→ QUESTIONS:
1) In the passage on Adaware Antivirus Free, which feature from earlier versions is absent from Adaware Antivirus Free 12?
2) Reproduce the passage on Adaware Antivirus Free word for word from "What's striking about" to "successfully detecting threats.".

→ PASSAGE PROVIDED:
◆ ◆ ◆ ◆ ◆ ◆ ◆

Interestingly, the program includes the option to install it as a "second line of defence" alongside an existing antivirus tool. This means that you miss out on real-time protection, but still benefit from scheduled and manual scans. What most people will be interested in, however, is a regular installation as a primary source of protection.

What's striking about Adaware Antivirus Free is that there are so few options to work with – although the non-working options that you need to upgrade to would have you believe otherwise. Independent tests show that Adaware Antivirus Free trails behind the competition when it comes to successfully detecting threats.

While previous versions of the program included protection against malicious URLs, this feature is missing from Adaware Antivirus Free 12. With so many free tools offering this as standard, and so many threats emerging in this form, this is a major oversight and something for potential users to give serious thought.

User experience

Everything with Adaware Antivirus Free seems slow. Updates take an age to download and install, and a full system scan takes significantly longer than with similar programs.

The program interface is a little deceptive, and there are lots of attempts to lure users to upgrade to a paid-for version of the software. For example, Network Protection and Email Protection appear as menu options, but you need to upgrade to use them; they would be better to be simply hidden.

While there is basic protection in place, working with Adware Antivirus Free ends up being a stream of disappointments whether because of performance issues, or areas in which the program is found wanting.

◆ ◆ ◆ ◆ ◆ ◆ ◆

(Stored data entries)

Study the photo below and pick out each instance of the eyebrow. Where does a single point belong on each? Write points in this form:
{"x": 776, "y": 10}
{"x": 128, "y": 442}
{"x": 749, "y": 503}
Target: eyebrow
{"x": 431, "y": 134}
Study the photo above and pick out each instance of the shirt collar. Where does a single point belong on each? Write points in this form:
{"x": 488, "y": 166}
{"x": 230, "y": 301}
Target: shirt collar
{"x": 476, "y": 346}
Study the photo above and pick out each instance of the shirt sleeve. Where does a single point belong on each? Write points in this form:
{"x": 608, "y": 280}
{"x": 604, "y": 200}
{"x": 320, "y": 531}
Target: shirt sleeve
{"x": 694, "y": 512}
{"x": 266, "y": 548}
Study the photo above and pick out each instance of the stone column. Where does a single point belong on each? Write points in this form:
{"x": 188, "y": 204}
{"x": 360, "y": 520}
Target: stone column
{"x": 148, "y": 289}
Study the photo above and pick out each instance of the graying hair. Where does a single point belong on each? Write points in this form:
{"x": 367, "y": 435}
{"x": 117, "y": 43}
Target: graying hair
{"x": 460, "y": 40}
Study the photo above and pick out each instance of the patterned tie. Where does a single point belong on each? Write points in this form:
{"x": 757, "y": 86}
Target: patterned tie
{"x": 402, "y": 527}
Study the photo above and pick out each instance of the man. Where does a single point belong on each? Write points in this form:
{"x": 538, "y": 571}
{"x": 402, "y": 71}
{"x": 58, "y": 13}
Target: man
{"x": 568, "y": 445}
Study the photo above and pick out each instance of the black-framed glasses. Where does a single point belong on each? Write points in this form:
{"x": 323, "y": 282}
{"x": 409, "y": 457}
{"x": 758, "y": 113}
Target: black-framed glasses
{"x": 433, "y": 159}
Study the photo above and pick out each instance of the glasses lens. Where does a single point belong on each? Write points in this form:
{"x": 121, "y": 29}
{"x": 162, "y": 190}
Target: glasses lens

◆ ◆ ◆ ◆ ◆ ◆ ◆

→ ANSWERS FOR THE TASKS:
1) Protection against malicious URLs is absent from Adaware Antivirus Free 12.

2)
What's striking about Adaware Antivirus Free is that there are so few options to work with – although the non-working options that you need to upgrade to would have you believe otherwise. Independent tests show that Adaware Antivirus Free trails behind the competition when it comes to successfully detecting threats.